(Lignes de pointage d'objets sur photo)
-*-
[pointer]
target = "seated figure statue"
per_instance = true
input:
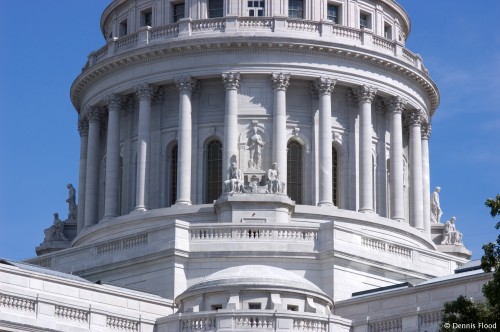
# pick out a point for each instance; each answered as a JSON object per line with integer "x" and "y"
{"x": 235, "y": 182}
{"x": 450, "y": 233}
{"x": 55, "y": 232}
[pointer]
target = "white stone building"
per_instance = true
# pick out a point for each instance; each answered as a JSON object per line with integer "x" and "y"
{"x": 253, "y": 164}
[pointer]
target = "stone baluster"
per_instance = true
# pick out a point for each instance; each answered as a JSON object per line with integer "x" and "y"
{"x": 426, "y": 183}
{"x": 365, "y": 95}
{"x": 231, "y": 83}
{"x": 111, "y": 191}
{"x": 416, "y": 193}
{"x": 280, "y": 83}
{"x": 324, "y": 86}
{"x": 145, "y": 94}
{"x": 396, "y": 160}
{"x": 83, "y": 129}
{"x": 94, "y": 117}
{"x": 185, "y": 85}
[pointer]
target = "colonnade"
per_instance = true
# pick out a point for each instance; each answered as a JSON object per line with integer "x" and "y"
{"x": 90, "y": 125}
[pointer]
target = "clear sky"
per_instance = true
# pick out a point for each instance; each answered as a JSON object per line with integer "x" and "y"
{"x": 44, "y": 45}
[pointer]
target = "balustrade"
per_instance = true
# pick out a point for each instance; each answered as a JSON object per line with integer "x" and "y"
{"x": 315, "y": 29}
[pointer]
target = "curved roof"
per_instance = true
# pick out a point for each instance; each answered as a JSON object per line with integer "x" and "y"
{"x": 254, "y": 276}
-*-
### Vos consignes
Listez telles quelles toutes les lignes ci-dessus qui contiennent la chaîne « target ». Respectez les majuscules et les minuscules.

### Réponse écrite
target = "seated figure statue"
target = "white stone building"
target = "stone baluster"
target = "colonnade"
target = "clear sky"
target = "balustrade"
target = "curved roof"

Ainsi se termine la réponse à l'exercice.